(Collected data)
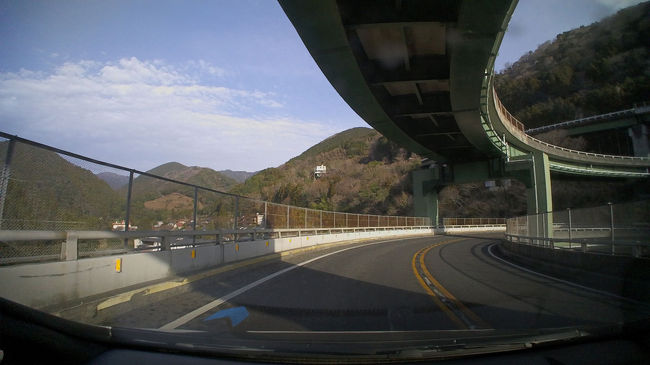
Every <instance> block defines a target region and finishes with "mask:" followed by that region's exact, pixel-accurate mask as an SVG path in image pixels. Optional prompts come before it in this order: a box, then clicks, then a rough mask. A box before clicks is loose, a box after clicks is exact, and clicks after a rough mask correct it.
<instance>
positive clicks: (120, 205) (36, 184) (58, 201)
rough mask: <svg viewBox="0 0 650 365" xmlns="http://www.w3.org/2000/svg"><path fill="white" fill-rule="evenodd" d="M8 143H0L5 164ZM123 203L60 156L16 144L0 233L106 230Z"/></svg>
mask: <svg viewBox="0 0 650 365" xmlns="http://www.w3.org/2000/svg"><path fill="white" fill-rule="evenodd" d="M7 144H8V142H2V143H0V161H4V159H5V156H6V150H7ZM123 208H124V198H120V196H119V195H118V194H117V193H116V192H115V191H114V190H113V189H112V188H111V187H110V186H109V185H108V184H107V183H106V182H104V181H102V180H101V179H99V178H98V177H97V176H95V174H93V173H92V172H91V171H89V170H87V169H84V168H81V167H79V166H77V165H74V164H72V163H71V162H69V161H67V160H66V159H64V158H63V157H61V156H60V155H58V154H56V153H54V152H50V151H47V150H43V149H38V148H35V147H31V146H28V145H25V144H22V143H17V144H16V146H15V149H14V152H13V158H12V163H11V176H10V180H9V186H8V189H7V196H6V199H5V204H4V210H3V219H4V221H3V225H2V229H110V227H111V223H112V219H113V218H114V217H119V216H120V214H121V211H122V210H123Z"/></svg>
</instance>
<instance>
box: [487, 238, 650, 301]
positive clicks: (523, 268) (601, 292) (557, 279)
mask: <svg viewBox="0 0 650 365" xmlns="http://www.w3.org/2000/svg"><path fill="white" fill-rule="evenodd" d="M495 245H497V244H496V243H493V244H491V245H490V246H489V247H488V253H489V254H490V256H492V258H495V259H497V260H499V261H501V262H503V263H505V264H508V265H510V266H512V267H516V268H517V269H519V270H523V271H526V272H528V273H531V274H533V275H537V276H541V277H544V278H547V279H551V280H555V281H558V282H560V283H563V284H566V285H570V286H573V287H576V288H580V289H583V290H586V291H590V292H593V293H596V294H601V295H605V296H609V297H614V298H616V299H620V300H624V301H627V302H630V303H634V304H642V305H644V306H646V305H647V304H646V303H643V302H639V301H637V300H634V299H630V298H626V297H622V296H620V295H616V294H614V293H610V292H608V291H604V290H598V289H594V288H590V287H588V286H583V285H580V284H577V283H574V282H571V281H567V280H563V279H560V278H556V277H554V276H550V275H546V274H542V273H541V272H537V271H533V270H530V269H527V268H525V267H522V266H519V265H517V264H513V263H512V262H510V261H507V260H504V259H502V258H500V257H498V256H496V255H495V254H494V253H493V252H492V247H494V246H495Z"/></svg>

▶ [What to do]: List every line above containing the word "instance".

▶ [Solved problem]:
Every <instance> block defines a target region and finishes with "mask:" followed by that region's exact, pixel-accurate mask as an SVG path in image pixels. Optional prompts come before it in this order: a box, then clicks, then a rough mask. A box before clicks is loose, a box after clicks is exact, and clicks after a rough mask correct it.
<instance>
</instance>
<instance>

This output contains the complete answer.